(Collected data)
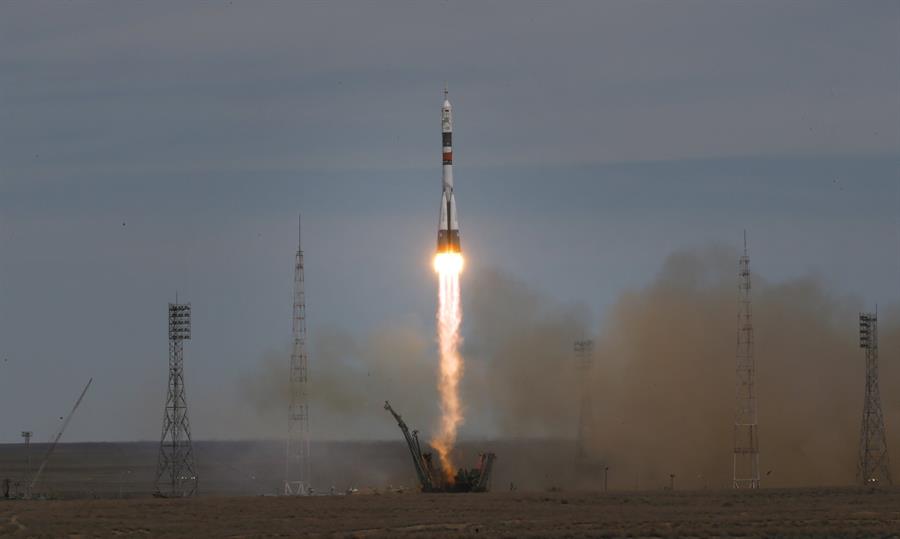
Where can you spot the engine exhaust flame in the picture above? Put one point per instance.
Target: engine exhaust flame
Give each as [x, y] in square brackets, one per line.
[449, 316]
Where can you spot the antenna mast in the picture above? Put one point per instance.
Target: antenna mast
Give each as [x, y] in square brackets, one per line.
[873, 456]
[176, 474]
[297, 458]
[746, 437]
[584, 350]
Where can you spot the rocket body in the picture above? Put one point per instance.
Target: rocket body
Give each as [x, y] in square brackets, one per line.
[448, 224]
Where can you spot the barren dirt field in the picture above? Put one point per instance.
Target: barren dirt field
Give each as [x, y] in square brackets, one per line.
[767, 513]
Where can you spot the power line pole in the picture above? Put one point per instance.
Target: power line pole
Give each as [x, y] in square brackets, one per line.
[746, 437]
[584, 351]
[873, 456]
[176, 474]
[297, 458]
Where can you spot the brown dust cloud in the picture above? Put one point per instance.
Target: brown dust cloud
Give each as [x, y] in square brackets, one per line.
[662, 381]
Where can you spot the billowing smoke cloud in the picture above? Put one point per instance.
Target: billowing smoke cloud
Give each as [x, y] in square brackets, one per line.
[662, 382]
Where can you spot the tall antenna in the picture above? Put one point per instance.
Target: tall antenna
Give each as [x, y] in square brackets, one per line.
[297, 461]
[176, 474]
[746, 437]
[873, 456]
[584, 351]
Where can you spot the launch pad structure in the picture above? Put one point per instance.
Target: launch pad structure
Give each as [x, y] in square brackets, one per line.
[431, 478]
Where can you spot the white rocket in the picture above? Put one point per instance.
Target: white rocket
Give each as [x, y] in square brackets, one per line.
[448, 226]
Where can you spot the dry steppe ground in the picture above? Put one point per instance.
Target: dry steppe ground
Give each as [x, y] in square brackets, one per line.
[765, 513]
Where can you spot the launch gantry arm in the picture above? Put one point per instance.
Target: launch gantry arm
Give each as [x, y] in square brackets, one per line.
[413, 444]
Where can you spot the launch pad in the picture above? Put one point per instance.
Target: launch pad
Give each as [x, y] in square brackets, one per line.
[431, 478]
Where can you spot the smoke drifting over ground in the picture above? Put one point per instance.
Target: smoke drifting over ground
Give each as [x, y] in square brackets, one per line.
[663, 379]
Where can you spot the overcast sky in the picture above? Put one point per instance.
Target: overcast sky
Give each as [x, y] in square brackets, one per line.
[152, 147]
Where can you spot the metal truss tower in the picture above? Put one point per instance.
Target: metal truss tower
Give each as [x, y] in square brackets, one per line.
[746, 436]
[176, 474]
[297, 458]
[584, 351]
[874, 467]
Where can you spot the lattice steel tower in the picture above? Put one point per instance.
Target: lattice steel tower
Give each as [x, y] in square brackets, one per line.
[297, 459]
[873, 456]
[584, 350]
[746, 437]
[176, 473]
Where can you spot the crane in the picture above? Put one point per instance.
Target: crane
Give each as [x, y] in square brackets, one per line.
[59, 433]
[412, 440]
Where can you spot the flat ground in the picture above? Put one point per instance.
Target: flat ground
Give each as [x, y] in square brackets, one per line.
[766, 513]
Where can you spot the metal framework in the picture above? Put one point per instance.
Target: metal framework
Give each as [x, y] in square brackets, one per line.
[297, 455]
[746, 437]
[584, 351]
[874, 467]
[26, 436]
[176, 474]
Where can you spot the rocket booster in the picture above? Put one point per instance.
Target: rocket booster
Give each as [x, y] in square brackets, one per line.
[448, 225]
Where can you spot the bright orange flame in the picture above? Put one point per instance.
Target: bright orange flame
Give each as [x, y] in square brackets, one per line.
[448, 263]
[449, 317]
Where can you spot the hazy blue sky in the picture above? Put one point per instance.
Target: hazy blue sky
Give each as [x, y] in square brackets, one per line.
[148, 148]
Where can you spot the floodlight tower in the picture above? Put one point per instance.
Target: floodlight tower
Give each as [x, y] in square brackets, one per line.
[873, 467]
[176, 474]
[297, 457]
[584, 351]
[26, 436]
[746, 437]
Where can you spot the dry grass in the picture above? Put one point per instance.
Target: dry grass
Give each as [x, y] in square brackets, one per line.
[767, 513]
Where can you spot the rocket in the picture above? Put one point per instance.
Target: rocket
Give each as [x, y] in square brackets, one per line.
[448, 225]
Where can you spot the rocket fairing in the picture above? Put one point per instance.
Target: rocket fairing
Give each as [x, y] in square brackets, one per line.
[448, 225]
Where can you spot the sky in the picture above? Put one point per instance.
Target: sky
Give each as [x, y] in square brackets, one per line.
[148, 149]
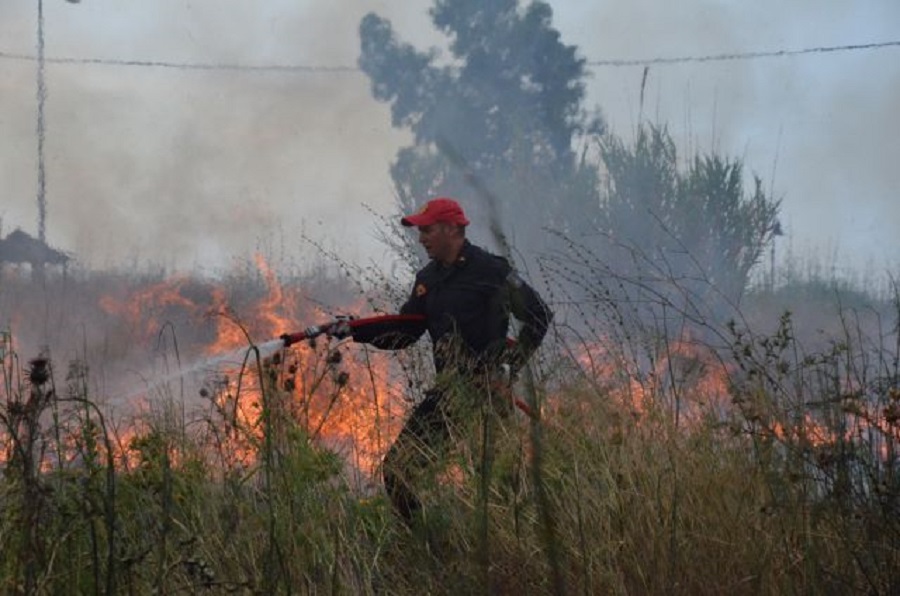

* What is expected *
Report every line in the collected data above that contains the word "hazy".

* Solution to this exercise *
Where can you spot the hazy blue sky in the picture above? Put one point per instance.
Target: hazy blue sky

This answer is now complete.